**ACTIVITIES:**
[1] In the text on group health coverage eligibility, how many hours per week does a part-time employee work?
[2] Continue the text on group health coverage eligibility, starting after its final sentence.

**PASSAGE:**

▶

The general rule is that if an employer offers group health coverage to any full-time employees, the employer must offer coverage to all full-time employees (defined as those working 30 or more hours per week).
The employer also has the option of offering coverage to part-time employees (defined as those working 20 to 29 hours per week). If the employer offers coverage to any part-time employees, all of them must be offered coverage.
These rules apply regardless of the medical condition of the employees. In other words, an eligible employee can’t be denied coverage based on previous medical problems, otherwise known as preexisting conditions.
Below are more details regarding who can receive coverage under your business’s group plan.In addition, any dependents of eligible employees are also generally eligible for coverage under a group plan. Dependents include spouses, children, and in some cases, unmarried domestic partners. Dependents cannot enroll for coverage unless the employee has enrolled.

◀

**ENTRIES SHOWN:**

▶

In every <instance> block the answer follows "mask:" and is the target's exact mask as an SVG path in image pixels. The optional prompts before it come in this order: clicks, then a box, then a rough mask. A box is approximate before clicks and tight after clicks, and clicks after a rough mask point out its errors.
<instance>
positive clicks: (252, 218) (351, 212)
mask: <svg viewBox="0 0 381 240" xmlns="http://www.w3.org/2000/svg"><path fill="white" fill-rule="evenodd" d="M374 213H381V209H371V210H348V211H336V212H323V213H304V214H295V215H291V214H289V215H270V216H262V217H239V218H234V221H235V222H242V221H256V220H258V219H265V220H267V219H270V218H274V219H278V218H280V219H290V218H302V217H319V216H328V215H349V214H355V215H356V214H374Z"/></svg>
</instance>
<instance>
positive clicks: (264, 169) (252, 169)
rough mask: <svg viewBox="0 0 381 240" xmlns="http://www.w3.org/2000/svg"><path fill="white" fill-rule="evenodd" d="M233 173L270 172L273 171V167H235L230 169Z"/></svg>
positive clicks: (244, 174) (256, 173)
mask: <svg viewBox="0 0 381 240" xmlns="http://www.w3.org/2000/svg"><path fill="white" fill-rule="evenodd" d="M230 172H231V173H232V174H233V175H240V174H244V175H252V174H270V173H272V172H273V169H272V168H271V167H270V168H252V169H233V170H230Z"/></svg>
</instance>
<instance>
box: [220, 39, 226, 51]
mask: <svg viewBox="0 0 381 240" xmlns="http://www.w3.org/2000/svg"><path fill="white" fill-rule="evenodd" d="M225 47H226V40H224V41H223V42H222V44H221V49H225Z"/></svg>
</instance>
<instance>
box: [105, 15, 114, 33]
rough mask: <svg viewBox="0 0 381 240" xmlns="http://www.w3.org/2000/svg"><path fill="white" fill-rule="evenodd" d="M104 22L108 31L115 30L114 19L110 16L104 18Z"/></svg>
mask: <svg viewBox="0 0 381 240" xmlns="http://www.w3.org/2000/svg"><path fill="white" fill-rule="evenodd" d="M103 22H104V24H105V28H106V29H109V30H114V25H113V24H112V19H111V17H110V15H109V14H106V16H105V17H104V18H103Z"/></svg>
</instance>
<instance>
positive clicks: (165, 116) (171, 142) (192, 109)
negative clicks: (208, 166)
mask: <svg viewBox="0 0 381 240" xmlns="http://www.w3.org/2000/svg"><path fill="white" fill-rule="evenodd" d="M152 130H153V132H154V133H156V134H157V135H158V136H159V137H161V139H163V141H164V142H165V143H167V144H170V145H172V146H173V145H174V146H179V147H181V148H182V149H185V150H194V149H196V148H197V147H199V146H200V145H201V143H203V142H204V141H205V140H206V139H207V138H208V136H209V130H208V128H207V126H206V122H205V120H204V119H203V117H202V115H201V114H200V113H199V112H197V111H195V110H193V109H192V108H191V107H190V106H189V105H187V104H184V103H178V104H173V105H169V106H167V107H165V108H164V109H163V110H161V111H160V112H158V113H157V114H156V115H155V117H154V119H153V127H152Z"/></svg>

◀

**ANSWERS BY ITEM:**
[1] 20 to 29 hours per week.

[2]
Employee Eligibility
An employer can cover any employee who is on the payroll and for whom he or she pays payroll taxes. Although employees can opt out of the benefit program, virtually all insurers do require that a minimum number of your employees participate in their plan.
See “Participation Requirements” in the tool box for more information.
Eligible employees generally include those who are on paid vacation, maternity or sick leave. With few exceptions, employees who are on unpaid leave are ineligible until they return to active work.
The following individuals are usually not eligible for small group medical coverage:
- Employees covered under a collective bargaining agreement
- Employees of unrelated organizations
- Independent contractors
- Non-employee directors of the company
- Retirees
- Seasonal employees
- Temporary employees
Eligibility of Spouses and Children
Generally, coverage must be offered to an employee’s legal spouse and dependent children. Under the Patient Protection and Affordable Care Act, group insurance plans are required to extend coverage to adult dependents through age 26.
Employers may choose to expand the definition of child dependent to include children older than 26; age limits vary by plan. Check the evidence of coverage (EOC) booklet that you get from your insurer (or ask your agent or broker if you have one) to clarify definitions.
Eligibility of Domestic Partners
Employers may opt to extend health benefits to unmarried domestic partners of employees. If an employer chooses to offer coverage to domestic partners, the coverage must mirror the coverage extended to spouses.
Domestic partners can include:
- Same sex,
- Opposite sex, or
- Both same sex and opposite sex partners.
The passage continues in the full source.